= APLICA LO LEÍDO =
a - En el texto sobre la cuarentena, reproduce el fragmento que empieza con "La premisa del" y termina con "tareas con normalidad.", cambiando "cuarentena" por "pandemia".
b - Resume en forma de lista el párrafo del texto sobre la cuarentena que comienza con "Quince años atrás", conservando sus datos principales.

= TEXTO PROPORCIONADO =
※

Un día sin médicos, repartidores, docentes, etc.
Quince años atrás, la película Un día sin mexicanos retrató en tono de sátira las hipotéticas consecuencias de que sorpresivamente desaparecieran todos los mexicanos del Estado de California. La falta de este grupo, con frecuencia relegado a trabajos físicos de poca notoriedad y mal remunerados, rápidamente ocasiona el colapso de muchos servicios esenciales, como la recolección de residuos, la limpieza doméstica o la cosecha de productos agrícolas, y otros efectos inesperados. En poco tiempo, la situación deja a la economía del mayor estado norteamericano al borde de la implosión. Cuando finalmente los mexicanos reaparecen, hasta los oficiales de inmigración -que normalmente los hostigaban en los cruces fronterizos- celebran con alivio su regreso.
La premisa del film parece absurda, y sin embargo, la cuarentena nos ubicó en una situación parecida. Por un lado, el aislamiento obligatorio forzó a quedarse en su casa a todas las personas con tareas no esenciales. Personal de limpieza y de mantenimiento, empleados de atención al público, docentes, científicos y muchos otros se vieron imposibilitados de cumplir sus tareas con normalidad.

※

= DATOS PARA ANALIZAR =
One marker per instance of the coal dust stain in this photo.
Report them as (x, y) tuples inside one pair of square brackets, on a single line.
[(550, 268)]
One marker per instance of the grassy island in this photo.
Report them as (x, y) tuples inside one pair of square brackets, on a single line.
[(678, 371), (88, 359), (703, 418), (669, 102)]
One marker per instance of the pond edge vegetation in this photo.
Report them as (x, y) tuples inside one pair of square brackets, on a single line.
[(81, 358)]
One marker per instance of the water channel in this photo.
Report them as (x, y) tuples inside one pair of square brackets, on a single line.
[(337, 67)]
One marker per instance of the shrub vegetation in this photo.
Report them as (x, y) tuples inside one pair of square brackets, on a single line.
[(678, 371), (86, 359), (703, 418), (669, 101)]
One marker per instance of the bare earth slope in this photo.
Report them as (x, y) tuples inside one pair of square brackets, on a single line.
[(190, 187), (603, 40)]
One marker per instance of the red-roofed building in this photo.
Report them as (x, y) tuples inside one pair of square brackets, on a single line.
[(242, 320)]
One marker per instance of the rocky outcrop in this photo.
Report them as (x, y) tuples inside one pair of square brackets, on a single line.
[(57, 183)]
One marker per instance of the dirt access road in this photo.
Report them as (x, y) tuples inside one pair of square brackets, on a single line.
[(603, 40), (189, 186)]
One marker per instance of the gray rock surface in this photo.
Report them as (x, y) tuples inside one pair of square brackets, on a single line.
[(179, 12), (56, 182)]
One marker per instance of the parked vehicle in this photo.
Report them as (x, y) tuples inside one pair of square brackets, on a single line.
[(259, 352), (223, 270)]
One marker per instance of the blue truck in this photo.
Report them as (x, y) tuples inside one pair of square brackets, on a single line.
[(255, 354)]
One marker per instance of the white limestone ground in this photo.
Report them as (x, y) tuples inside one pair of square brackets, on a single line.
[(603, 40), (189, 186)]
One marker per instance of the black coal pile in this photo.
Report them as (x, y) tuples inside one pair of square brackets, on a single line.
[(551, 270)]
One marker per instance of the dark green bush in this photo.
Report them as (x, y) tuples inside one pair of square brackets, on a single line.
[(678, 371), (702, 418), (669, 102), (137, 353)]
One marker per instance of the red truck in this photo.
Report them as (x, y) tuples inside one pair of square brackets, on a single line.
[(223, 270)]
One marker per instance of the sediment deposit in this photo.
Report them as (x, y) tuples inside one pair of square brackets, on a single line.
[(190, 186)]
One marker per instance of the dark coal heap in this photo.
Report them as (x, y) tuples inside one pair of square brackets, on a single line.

※

= RESPUESTAS DEL EJERCICIO =
a -
La premisa del film parece absurda, y sin embargo, la pandemia nos ubicó en una situación parecida. Por un lado, el aislamiento obligatorio forzó a quedarse en su casa a todas las personas con tareas no esenciales. Personal de limpieza y de mantenimiento, empleados de atención al público, docentes, científicos y muchos otros se vieron imposibilitados de cumplir sus tareas con normalidad.

b -
- Hace quince años, la película Un día sin mexicanos imaginó en tono satírico la desaparición repentina de todos los mexicanos de California.
- Es un grupo a menudo relegado a trabajos físicos poco visibles y mal pagados.
- Su ausencia provoca el colapso de servicios esenciales, como la recolección de residuos, la limpieza doméstica y la cosecha agrícola, además de otros efectos inesperados.
- En poco tiempo, la economía del estado queda al borde de la implosión.
- Cuando los mexicanos reaparecen, hasta los oficiales de inmigración celebran con alivio su regreso.